[Task list]:
1 - Answer these from the gene editing article, one line each:
(a) At what event did Eric Williams give the keynote talk?
(b) According to Williams, whose DNA is changed in gene editing?
(c) What software does Williams use as an analogy for CRISPR?
2 - Sum up the gene editing article in two sentences.
3 - Carry on the gene editing article from its last sentence.
##### Supplied passage #####
As gene editing technology, or CRISPR, continues to advance, its perception in the public eye will be critical to its success in agriculture. Eric Williams is a partner and patent attorney at the law firm of Barnes & Thornburg in Indianapolis. He also holds a doctorate in pharmacy. He was the keynote speaker at the Midwest Pork Conference held in early December and told attendees that farmers need to start learning about this technology sooner rather than later.
“I don’t think the science is slowing down any and I think that things are accelerating where gene edited products, or gene editing of animals, is going to become so commonplace that farmers need to know, and producers need to know, what’s going on, so they can adapt their practices.”
He worries that the perception of gene editing will fall in line with that of GMO’s. While GMO’s have been tested and proven to be safe, there are still those who reject the idea and are quite vocal about it. Many of those people believe gene editing is the same as genetically modifying, which is not the case. Williams says it is the animal or plants own genome that is being edited, not other foreign DNA being introduced.
“The analogy I like to use is Microsoft Word because when you misspell a word time and time again in a document, you can do a global find and replace. So, in other words, the document finds all the misspellings of a particular word and replaces them with the correct spelling. CRISPR technology is exactly like that. You tell the body where the misspelling is in your genetic code and then it replaces it with the correct spelling of the genetic code.”
##### Data for review #####
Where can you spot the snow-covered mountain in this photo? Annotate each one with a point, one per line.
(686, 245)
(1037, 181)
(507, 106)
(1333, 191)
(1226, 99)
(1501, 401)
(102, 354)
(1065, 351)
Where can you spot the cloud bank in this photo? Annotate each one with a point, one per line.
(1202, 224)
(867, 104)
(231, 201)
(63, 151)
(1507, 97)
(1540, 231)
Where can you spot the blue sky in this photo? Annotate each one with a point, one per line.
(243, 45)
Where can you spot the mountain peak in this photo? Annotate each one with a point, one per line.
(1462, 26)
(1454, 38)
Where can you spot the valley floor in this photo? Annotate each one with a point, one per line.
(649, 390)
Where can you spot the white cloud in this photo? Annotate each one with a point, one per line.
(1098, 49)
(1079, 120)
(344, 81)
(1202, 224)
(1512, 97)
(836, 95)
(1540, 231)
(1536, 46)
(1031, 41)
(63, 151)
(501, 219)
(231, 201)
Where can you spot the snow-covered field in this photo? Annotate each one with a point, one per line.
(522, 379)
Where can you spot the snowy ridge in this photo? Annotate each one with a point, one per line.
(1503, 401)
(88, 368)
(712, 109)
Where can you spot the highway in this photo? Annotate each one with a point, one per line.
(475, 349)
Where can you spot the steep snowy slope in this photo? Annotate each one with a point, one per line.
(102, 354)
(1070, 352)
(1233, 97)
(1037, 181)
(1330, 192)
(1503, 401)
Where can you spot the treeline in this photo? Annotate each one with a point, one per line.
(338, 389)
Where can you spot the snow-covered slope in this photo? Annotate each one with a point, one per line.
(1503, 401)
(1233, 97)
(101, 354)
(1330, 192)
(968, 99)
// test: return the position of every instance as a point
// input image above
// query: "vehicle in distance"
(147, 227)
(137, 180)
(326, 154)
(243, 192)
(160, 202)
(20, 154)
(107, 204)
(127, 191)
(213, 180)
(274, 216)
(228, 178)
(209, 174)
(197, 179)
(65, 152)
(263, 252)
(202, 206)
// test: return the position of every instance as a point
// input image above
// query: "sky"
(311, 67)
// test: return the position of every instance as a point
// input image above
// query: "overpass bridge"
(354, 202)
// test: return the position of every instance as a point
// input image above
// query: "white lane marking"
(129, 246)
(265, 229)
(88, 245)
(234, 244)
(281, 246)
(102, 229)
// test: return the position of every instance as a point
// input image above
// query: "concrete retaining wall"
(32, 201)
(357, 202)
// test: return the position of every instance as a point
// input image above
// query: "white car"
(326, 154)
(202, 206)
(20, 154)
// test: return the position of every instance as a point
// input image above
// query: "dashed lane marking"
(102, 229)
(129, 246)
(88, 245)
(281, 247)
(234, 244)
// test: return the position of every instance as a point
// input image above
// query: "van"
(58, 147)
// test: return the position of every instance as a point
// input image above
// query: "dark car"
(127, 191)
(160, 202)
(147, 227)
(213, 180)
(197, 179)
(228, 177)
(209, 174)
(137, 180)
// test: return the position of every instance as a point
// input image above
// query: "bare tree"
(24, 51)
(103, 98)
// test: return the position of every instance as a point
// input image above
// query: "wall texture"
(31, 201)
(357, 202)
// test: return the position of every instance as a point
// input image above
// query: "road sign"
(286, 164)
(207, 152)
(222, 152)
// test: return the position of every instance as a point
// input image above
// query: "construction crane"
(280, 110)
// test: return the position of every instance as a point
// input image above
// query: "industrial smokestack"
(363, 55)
#####
[Answers provided]:
1 -
(a) The Midwest Pork Conference, held in early December.
(b) The animal's or plant's own genome; no foreign DNA is introduced.
(c) Microsoft Word, with its global find and replace.

2 - Patent attorney Eric Williams told the Midwest Pork Conference that farmers need to learn about gene editing soon, because the science is accelerating and the technology will become commonplace. He worries that the public will confuse it with genetic modification, though it edits an organism's own genome rather than adding foreign DNA, much like a find-and-replace that fixes misspellings in genetic code.

3 -
He says that it’s important to know that using gene editing is just getting us to a better place for animals and consumers sooner.
“I like to think of CRISPR as an advanced breeding technique because really what you’re doing is science has identified the genes that are responsible for a particular trait and you’re just able to accelerate the development of that trait in the final product. So, those things would have happened over hundreds of years of natural breeding but using the technologies of gene editing you’re able to get there a lot faster.”
Williams says he hopes that the US is on the forefront regarding CRISPR technology, and that regulations on gene edited products are clear from the beginning.